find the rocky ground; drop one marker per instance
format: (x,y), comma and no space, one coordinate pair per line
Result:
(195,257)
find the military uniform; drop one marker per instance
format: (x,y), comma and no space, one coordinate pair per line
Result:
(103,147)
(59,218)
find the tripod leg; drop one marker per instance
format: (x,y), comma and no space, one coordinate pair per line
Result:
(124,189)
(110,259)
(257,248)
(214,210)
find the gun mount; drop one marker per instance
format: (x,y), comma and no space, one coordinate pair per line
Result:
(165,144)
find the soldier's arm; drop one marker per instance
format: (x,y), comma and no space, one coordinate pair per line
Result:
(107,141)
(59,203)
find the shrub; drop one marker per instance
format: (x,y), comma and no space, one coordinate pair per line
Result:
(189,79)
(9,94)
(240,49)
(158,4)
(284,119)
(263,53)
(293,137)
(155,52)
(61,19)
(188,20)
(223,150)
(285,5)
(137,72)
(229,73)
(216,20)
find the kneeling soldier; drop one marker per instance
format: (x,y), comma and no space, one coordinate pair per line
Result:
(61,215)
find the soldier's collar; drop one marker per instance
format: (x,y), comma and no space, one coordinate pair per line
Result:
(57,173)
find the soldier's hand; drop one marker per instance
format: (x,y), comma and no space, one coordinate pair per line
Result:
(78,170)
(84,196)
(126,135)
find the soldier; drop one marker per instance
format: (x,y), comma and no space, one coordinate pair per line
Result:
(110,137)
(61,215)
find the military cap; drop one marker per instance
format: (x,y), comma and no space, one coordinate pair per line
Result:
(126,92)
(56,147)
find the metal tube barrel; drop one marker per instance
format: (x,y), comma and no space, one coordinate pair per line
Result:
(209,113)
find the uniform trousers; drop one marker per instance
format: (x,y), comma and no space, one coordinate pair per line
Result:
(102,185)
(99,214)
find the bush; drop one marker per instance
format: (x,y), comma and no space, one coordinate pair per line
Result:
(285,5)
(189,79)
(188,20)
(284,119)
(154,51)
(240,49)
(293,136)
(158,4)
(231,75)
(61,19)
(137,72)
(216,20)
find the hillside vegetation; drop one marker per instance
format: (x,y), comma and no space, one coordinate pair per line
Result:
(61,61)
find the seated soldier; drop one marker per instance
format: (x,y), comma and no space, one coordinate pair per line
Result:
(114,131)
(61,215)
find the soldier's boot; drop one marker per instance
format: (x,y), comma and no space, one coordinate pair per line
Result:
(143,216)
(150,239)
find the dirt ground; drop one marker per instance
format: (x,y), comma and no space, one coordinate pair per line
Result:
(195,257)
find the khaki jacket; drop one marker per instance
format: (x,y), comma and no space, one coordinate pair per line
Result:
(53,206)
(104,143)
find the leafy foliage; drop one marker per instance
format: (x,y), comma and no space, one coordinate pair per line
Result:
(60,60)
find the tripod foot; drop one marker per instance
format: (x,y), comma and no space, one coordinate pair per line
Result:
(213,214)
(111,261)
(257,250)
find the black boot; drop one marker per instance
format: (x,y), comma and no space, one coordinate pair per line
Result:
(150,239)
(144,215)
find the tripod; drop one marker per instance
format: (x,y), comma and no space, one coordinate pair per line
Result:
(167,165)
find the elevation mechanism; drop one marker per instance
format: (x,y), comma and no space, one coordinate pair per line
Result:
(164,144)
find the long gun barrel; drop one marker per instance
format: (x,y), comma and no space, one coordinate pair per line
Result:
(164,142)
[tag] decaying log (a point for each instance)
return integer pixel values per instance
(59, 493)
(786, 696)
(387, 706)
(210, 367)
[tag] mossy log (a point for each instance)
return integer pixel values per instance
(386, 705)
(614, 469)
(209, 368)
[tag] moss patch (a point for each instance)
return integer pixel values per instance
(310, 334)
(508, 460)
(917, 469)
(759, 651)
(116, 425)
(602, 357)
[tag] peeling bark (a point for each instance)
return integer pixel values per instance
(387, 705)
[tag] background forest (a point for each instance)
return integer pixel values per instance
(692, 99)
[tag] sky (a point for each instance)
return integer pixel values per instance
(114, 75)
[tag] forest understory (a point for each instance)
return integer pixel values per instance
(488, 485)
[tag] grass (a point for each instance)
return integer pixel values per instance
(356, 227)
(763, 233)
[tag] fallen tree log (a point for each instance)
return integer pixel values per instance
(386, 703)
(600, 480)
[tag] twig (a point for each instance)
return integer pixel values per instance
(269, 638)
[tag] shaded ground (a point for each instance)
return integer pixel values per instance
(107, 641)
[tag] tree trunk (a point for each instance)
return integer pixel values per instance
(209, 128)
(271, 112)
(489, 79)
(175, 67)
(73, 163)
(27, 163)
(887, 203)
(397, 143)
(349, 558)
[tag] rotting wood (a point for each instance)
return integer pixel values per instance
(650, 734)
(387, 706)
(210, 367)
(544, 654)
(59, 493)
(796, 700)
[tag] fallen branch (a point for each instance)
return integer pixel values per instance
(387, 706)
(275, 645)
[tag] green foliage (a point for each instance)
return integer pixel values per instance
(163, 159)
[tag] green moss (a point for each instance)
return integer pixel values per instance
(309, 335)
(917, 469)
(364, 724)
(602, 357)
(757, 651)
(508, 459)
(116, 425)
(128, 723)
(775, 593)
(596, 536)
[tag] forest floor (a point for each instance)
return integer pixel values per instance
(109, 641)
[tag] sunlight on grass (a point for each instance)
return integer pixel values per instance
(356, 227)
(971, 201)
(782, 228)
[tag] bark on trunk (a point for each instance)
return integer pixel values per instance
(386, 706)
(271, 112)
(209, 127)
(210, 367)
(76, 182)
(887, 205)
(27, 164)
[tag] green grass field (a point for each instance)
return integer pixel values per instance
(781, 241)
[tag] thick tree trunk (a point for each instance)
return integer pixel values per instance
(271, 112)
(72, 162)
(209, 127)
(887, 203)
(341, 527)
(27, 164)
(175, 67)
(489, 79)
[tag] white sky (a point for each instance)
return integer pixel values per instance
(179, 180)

-=-=-=-=-

▶ [WHAT YOU SHOULD DO]: Output each line of the material above. Nothing should differ from the original.

▶ [RESPONSE TO THE EXERCISE]:
find the rocky ground; drop one marker per instance
format: (x,y), comma and no space, one coordinate pair per line
Result:
(195,257)
find the military uniform; drop one marker per instance
format: (x,y), comma and no space, one coordinate pair per line
Result:
(103,147)
(59,218)
find the tripod leg; drop one marker per instance
format: (x,y), comma and no space, one coordinate pair per line
Result:
(124,189)
(110,259)
(257,248)
(214,210)
find the gun mount; drop one marker per instance
format: (x,y), comma and no space, one coordinate pair per line
Result:
(165,144)
find the soldier's arm; drop one marker per instance
format: (x,y), comma and no space, one coordinate pair per line
Result:
(107,141)
(59,203)
find the shrub; drop one marker per instance
format: (x,y), comma and no space, one coordinate pair per line
Result:
(189,79)
(9,94)
(240,49)
(158,4)
(284,119)
(263,53)
(293,137)
(155,52)
(61,19)
(188,20)
(223,150)
(285,5)
(137,72)
(229,73)
(216,20)
find the kneeling soldier; drop one marker per instance
format: (x,y), comma and no space, one coordinate pair per line
Result:
(61,215)
find the soldier's collar; drop one marker per instance
format: (x,y), comma and no space, one coordinate pair per line
Result:
(57,173)
find the soldier's hand; drop one marker per instance
format: (x,y), comma and no space, one coordinate pair per line
Result:
(78,170)
(84,196)
(126,135)
find the soldier; drop one marker per instance
format: (x,y), comma and no space, one coordinate pair per line
Result:
(110,137)
(61,215)
find the military cap; drop one marker per instance
format: (x,y), comma and no space, one coordinate pair per line
Result:
(126,92)
(56,147)
find the metal tube barrel; drop one marker per instance
format: (x,y), comma and no space, one coordinate pair per line
Result:
(209,113)
find the uniform trousers; drop one marker per instance
format: (x,y), comma and no space, one coordinate pair per line
Result:
(102,185)
(99,214)
find the bush; drop one marker per instance
format: (x,y), comma and no space, one coordinate pair per line
Result:
(285,5)
(189,79)
(188,20)
(284,119)
(154,51)
(240,49)
(293,136)
(158,4)
(231,75)
(61,19)
(137,72)
(216,20)
find the hillside vegetation; drop one marker per instance
format: (x,y), comma and no space, one coordinate pair per line
Result:
(61,61)
find the seated soldier; drop one marker per instance
format: (x,y), comma and no space, one coordinate pair per line
Result:
(114,131)
(61,215)
find the soldier's boot; drop one marker per instance
format: (x,y), comma and no space, one coordinate pair per line
Result:
(143,216)
(150,239)
find the dirt ground; drop one marker per instance
format: (x,y), comma and no space, one coordinate pair per line
Result:
(195,257)
find the khaki jacket; drop one marker per instance
format: (x,y), comma and no space, one coordinate pair per line
Result:
(53,206)
(104,143)
find the leafy foliage; drop one marker per instance
format: (x,y), comma and no space, one coordinate pair per line
Result:
(60,60)
find the tripod foot; drop one marker per instance
format: (x,y), comma and no space, one coordinate pair per line
Result:
(213,214)
(111,261)
(257,250)
find the black boot; drop one marker per instance
format: (x,y), comma and no space, one coordinate pair per line
Result:
(150,239)
(144,215)
find the tripod; drop one marker per instance
format: (x,y), comma and no space, one coordinate pair per line
Result:
(167,165)
find the elevation mechanism; drop one marker per instance
format: (x,y), comma and no space, one coordinate pair per line
Result:
(164,144)
find the long gun barrel; drop one marker per instance
format: (x,y), comma and no space, one coordinate pair per line
Result:
(164,142)
[tag] decaying log (a point for each instance)
return integer pixel values per instance
(59, 493)
(786, 696)
(387, 706)
(210, 367)
[tag] mossy log (a point for each instance)
return integer pixel values per instance
(386, 705)
(614, 469)
(209, 368)
[tag] moss patch (a point for each instance)
return integer pixel values per instance
(310, 334)
(508, 460)
(917, 469)
(759, 651)
(116, 425)
(602, 357)
[tag] peeling bark (a point for each instance)
return integer pixel values per instance
(387, 705)
[tag] background forest (a point for each instance)
return integer pixel values per instance
(692, 99)
[tag] sky (a point for each instance)
return integer pixel values per instance
(114, 75)
[tag] forest understory (a point for each instance)
return integer pixel values per instance
(488, 485)
[tag] grass (a point for each instance)
return integer pixel values per instance
(356, 227)
(763, 233)
[tag] fallen tree log (a point for each instance)
return integer pixel values per instance
(386, 703)
(600, 480)
[tag] twig (a point for each instance)
return integer pixel values per instance
(269, 638)
[tag] shaded ground (a point for each instance)
return integer pixel values per instance
(107, 641)
[tag] tree trunk (a point for each instance)
return integer pixel values per instance
(209, 128)
(271, 112)
(489, 79)
(175, 67)
(73, 163)
(27, 163)
(887, 203)
(397, 143)
(349, 558)
[tag] rotting wood (a point for each instance)
return integer pixel values per instance
(650, 734)
(387, 706)
(210, 367)
(544, 654)
(59, 493)
(796, 700)
[tag] fallen branch (a point for each instance)
return integer pixel values per instance
(387, 706)
(275, 645)
[tag] green foliage (a point for each instance)
return integer pixel values per instance
(163, 159)
[tag] green moss (a point for each instance)
return integer pixel values per instance
(309, 335)
(917, 469)
(364, 724)
(602, 357)
(757, 651)
(508, 459)
(116, 425)
(128, 723)
(775, 593)
(596, 536)
[tag] forest floor (a point for each instance)
return integer pixel values per instance
(109, 641)
[tag] sunlight on grass (a point for each instance)
return integer pixel values per instance
(356, 227)
(971, 201)
(782, 228)
[tag] bark on trunk (a point for each instance)
return integer pixel values per instance
(386, 706)
(271, 112)
(209, 127)
(210, 367)
(76, 182)
(887, 205)
(27, 164)
[tag] green grass field (a point for each instance)
return integer pixel values per instance
(781, 241)
[tag] thick tree trunk (a point for each instance)
return integer pixel values per instance
(271, 112)
(72, 162)
(209, 127)
(887, 203)
(341, 527)
(27, 164)
(175, 67)
(489, 79)
[tag] white sky (a point for each instance)
return integer pixel values per instance
(179, 180)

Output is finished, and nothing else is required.